Return each line of the data below that contains the string "road", treating uppercase and lowercase letters as different.

====

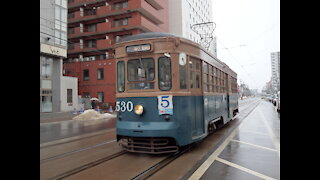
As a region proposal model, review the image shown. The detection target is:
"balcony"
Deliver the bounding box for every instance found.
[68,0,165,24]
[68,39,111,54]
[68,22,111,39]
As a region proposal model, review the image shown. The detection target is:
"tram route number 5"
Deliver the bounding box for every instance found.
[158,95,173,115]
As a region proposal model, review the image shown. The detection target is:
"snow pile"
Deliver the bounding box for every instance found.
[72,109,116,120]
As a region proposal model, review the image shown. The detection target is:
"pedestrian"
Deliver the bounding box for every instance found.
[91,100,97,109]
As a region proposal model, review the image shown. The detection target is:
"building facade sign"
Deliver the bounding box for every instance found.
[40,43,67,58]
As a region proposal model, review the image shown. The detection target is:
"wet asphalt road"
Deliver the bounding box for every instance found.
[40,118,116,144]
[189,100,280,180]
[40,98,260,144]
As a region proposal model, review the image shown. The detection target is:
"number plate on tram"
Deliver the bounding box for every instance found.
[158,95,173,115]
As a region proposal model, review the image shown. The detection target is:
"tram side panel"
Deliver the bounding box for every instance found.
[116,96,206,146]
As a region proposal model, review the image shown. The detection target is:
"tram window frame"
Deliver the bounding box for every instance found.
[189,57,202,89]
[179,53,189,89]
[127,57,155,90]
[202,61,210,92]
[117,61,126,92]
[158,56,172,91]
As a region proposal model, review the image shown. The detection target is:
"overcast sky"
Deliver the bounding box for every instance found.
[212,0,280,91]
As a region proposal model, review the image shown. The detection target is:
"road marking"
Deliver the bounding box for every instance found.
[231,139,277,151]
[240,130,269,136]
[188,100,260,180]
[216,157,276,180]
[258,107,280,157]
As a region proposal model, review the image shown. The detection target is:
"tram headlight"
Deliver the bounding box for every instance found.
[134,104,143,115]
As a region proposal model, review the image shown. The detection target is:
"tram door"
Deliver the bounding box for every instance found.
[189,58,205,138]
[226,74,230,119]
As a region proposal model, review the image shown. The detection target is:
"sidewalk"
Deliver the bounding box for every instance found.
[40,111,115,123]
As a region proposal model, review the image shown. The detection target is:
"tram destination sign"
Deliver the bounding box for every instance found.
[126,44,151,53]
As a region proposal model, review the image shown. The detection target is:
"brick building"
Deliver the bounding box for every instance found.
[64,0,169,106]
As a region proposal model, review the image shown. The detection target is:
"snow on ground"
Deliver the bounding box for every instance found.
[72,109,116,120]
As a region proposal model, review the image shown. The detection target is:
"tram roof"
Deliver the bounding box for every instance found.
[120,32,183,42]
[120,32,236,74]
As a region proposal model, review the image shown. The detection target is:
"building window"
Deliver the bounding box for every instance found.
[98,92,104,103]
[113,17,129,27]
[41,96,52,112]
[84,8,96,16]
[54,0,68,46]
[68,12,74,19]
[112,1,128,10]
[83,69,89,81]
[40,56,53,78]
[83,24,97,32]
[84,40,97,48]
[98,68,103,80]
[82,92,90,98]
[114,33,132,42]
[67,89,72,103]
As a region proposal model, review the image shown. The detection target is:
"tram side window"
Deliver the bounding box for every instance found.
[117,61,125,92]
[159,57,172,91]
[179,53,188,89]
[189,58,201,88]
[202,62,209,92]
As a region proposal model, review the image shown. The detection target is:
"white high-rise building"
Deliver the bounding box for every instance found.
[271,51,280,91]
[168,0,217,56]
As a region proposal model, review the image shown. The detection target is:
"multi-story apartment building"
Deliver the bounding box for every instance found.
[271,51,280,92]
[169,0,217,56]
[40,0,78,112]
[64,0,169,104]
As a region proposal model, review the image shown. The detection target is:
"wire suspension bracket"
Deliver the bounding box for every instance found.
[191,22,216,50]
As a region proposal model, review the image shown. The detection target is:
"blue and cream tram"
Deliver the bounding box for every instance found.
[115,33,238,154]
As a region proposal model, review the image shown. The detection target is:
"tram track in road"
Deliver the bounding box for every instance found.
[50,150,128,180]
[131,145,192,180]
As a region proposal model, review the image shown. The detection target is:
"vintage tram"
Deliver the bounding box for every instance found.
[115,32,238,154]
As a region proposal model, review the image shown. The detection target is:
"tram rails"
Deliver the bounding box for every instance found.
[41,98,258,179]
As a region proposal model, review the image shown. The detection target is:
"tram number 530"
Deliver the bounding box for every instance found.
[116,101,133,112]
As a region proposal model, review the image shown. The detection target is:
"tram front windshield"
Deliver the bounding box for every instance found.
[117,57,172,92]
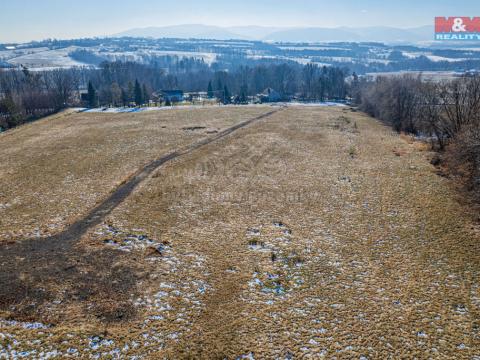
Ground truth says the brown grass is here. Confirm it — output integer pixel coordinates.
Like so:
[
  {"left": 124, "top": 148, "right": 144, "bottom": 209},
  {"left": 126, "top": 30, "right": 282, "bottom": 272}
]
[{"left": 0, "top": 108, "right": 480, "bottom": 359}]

====

• [COMPLETED TASK]
"wet asphalt road"
"road marking"
"tram track in road"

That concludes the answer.